Task description: Set the listing down unchanged, minus every embedded image.

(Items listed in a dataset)
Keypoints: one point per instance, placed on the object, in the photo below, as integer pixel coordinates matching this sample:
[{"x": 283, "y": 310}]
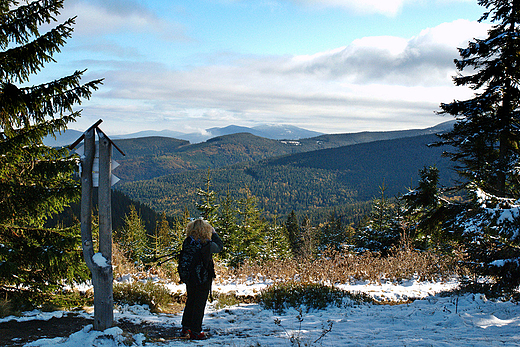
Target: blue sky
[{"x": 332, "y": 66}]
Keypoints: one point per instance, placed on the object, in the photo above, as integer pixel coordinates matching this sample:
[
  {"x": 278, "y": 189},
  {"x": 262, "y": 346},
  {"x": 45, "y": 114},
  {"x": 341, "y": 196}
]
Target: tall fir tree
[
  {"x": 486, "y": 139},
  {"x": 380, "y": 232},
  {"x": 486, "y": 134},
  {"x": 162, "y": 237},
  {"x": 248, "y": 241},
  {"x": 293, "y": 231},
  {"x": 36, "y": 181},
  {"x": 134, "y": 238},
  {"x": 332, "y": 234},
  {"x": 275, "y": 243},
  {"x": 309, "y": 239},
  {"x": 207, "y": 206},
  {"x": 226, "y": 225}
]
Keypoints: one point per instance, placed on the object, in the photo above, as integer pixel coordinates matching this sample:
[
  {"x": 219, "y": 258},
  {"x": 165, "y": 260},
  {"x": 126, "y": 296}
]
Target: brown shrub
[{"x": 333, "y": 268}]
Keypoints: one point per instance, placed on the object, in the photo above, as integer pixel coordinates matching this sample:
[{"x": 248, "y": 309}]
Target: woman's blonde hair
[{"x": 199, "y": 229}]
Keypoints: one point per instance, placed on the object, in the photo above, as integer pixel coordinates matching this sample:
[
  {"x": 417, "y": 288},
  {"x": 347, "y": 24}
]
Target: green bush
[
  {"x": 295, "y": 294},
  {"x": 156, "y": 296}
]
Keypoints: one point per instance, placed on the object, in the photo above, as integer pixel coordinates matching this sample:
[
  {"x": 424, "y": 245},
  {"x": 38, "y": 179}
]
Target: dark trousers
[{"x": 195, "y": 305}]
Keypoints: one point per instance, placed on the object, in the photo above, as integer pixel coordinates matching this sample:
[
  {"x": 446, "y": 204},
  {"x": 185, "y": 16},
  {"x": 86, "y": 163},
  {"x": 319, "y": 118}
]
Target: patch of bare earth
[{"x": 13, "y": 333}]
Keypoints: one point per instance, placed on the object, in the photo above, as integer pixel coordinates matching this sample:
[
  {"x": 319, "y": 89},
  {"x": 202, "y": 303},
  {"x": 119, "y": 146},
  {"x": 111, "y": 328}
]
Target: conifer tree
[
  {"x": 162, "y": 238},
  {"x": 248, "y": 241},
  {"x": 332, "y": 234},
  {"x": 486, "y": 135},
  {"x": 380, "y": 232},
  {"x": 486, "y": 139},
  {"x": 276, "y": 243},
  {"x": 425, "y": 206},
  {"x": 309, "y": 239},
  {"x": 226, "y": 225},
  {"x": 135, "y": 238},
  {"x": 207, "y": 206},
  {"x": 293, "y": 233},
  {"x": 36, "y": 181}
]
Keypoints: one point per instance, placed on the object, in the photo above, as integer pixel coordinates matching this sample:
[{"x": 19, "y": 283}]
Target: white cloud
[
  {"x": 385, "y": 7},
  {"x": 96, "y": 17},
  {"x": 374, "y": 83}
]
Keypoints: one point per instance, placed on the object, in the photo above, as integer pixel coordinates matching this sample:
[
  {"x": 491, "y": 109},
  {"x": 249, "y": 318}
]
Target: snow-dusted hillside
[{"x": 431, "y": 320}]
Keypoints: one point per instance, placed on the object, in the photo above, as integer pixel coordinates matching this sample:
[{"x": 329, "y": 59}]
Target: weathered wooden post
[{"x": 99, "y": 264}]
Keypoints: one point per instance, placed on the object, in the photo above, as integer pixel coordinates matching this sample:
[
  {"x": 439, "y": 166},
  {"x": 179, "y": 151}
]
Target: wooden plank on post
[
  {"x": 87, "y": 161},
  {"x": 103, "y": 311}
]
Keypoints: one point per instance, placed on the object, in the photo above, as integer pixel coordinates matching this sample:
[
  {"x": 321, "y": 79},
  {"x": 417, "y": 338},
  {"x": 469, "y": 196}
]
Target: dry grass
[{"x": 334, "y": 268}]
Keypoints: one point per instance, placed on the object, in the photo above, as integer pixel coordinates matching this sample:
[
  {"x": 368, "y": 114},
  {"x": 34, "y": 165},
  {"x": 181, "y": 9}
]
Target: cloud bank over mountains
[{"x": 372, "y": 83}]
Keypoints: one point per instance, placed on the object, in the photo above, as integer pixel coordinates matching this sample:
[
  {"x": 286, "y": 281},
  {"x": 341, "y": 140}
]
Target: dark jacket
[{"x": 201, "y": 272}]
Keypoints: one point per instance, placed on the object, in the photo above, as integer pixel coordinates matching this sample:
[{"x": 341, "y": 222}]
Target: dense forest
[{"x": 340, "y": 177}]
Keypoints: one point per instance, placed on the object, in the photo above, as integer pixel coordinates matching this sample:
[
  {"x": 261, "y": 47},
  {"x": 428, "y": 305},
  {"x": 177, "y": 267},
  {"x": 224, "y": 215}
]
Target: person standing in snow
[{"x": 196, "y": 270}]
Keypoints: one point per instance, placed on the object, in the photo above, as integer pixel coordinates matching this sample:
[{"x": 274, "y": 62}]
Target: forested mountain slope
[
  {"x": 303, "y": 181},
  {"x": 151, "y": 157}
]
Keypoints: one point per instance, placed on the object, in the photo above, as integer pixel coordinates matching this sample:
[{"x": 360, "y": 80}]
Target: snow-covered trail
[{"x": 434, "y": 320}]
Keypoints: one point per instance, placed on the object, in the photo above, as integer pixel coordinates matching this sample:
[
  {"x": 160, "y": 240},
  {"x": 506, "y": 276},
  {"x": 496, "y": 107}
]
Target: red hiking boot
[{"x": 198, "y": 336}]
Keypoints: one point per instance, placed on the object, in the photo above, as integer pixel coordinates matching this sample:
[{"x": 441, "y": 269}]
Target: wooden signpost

Task answer:
Keypoints: one point per instance, placed on the object, in the photo below, as integer pixel coordinates matching this sample:
[{"x": 283, "y": 310}]
Target: blue sky
[{"x": 332, "y": 66}]
Keypoints: one point per instance, placed on the object, in the photo above, as integer pixel coordinates matching this sample:
[
  {"x": 278, "y": 189},
  {"x": 262, "y": 346},
  {"x": 45, "y": 114},
  {"x": 341, "y": 196}
]
Target: tall fir tree
[
  {"x": 486, "y": 139},
  {"x": 380, "y": 232},
  {"x": 486, "y": 134},
  {"x": 162, "y": 237},
  {"x": 248, "y": 241},
  {"x": 293, "y": 231},
  {"x": 36, "y": 181},
  {"x": 134, "y": 238},
  {"x": 332, "y": 234},
  {"x": 275, "y": 243},
  {"x": 309, "y": 239},
  {"x": 207, "y": 206},
  {"x": 226, "y": 225}
]
Keypoints: one point per instance, placed on the object, in the photo above, as integer pixel coordinates matching this sample:
[
  {"x": 219, "y": 258},
  {"x": 165, "y": 260},
  {"x": 126, "y": 296}
]
Target: brown shrub
[{"x": 333, "y": 268}]
Keypoints: one point per instance, placed on the object, in the photo above, as integer pixel coordinates matching this sample:
[{"x": 248, "y": 309}]
Target: woman's blonde hair
[{"x": 199, "y": 229}]
Keypoints: one point per instance, placed on the object, in the photo above, as integer pixel coordinates matching this sample:
[
  {"x": 417, "y": 288},
  {"x": 347, "y": 24}
]
Target: green bush
[
  {"x": 295, "y": 294},
  {"x": 156, "y": 296}
]
Keypoints: one point per instance, placed on the object, in the photo above, as integer pixel coordinates matching this sample:
[
  {"x": 424, "y": 245},
  {"x": 38, "y": 179}
]
Target: dark trousers
[{"x": 195, "y": 305}]
Keypoints: one point per instance, placed on the object, in the photo above, as integer pixel coordinates matching this sample:
[
  {"x": 446, "y": 204},
  {"x": 185, "y": 16},
  {"x": 86, "y": 163},
  {"x": 319, "y": 118}
]
Target: patch of bare earth
[{"x": 13, "y": 333}]
Keypoints: one point per instance, placed on the object, in the photo above, as integer pixel coordinates matching this sample:
[
  {"x": 319, "y": 89},
  {"x": 202, "y": 303},
  {"x": 119, "y": 146},
  {"x": 111, "y": 328}
]
Target: conifer tree
[
  {"x": 162, "y": 238},
  {"x": 248, "y": 241},
  {"x": 332, "y": 234},
  {"x": 486, "y": 135},
  {"x": 380, "y": 232},
  {"x": 486, "y": 139},
  {"x": 276, "y": 243},
  {"x": 425, "y": 206},
  {"x": 309, "y": 239},
  {"x": 226, "y": 225},
  {"x": 135, "y": 238},
  {"x": 207, "y": 206},
  {"x": 293, "y": 233},
  {"x": 36, "y": 181}
]
Keypoints: one point per instance, placed on the object, in the photo above, as integer pixel coordinates matching this sample:
[{"x": 19, "y": 283}]
Target: white cloud
[
  {"x": 385, "y": 7},
  {"x": 96, "y": 17},
  {"x": 374, "y": 83}
]
Keypoints: one point per instance, placed on the object, in the photo above, as integer pixel coordinates matching this sample:
[
  {"x": 491, "y": 109},
  {"x": 249, "y": 318}
]
Target: snow-dusted hillside
[{"x": 431, "y": 320}]
Keypoints: one point per instance, placed on the object, in the photo above, as integer pixel coordinates matching this sample:
[{"x": 329, "y": 59}]
Target: weathered wooden post
[{"x": 99, "y": 264}]
Keypoints: one point per instance, placed on the object, in the photo above, as integer pixel coordinates matching this sample:
[
  {"x": 439, "y": 166},
  {"x": 179, "y": 151}
]
Target: wooden plank on post
[
  {"x": 87, "y": 161},
  {"x": 103, "y": 311}
]
Keypoints: one point per instance, placed on the object, in the photo above, as integer pixel coordinates matching this sample:
[
  {"x": 321, "y": 79},
  {"x": 417, "y": 338},
  {"x": 469, "y": 196}
]
Target: dry grass
[{"x": 334, "y": 268}]
Keypoints: one point per instance, placed on the object, in the photo above, as integer pixel coordinates matching this sample:
[
  {"x": 368, "y": 114},
  {"x": 34, "y": 165},
  {"x": 181, "y": 9}
]
Target: cloud bank over mountains
[{"x": 372, "y": 83}]
Keypoints: one point per instance, placed on the object, in the photo above, as integer pixel coordinates matching this sample:
[
  {"x": 286, "y": 281},
  {"x": 341, "y": 140}
]
Target: dark jacket
[{"x": 201, "y": 272}]
Keypoints: one point per instance, placed on the object, in the photo above, as integer pixel coordinates matching this sample:
[{"x": 341, "y": 222}]
Target: dense forest
[{"x": 340, "y": 177}]
Keypoints: one point per instance, placed on the object, in the photo above, as integer pixel coordinates matching this sample:
[
  {"x": 261, "y": 47},
  {"x": 428, "y": 305},
  {"x": 177, "y": 267},
  {"x": 224, "y": 215}
]
Target: person standing in snow
[{"x": 196, "y": 270}]
Keypoints: one point per instance, placed on the object, in the photo above, as integer pixel coordinates matching this sample:
[{"x": 274, "y": 62}]
Target: forested mountain slope
[
  {"x": 303, "y": 181},
  {"x": 151, "y": 157}
]
Keypoints: one point per instance, placed on the object, in the photo above, as integer pixel coordinates matching this sample:
[{"x": 360, "y": 80}]
Target: snow-covered trail
[{"x": 434, "y": 320}]
Keypoints: one point per instance, placed on the object, in the photo above, as integer pixel coordinates matching this sample:
[
  {"x": 160, "y": 240},
  {"x": 506, "y": 276},
  {"x": 496, "y": 107}
]
Target: red hiking boot
[{"x": 198, "y": 336}]
Keypoints: one point per instance, placed on the object, in the photo above, as integer pixel coordinates matching this sample:
[{"x": 441, "y": 269}]
Target: wooden signpost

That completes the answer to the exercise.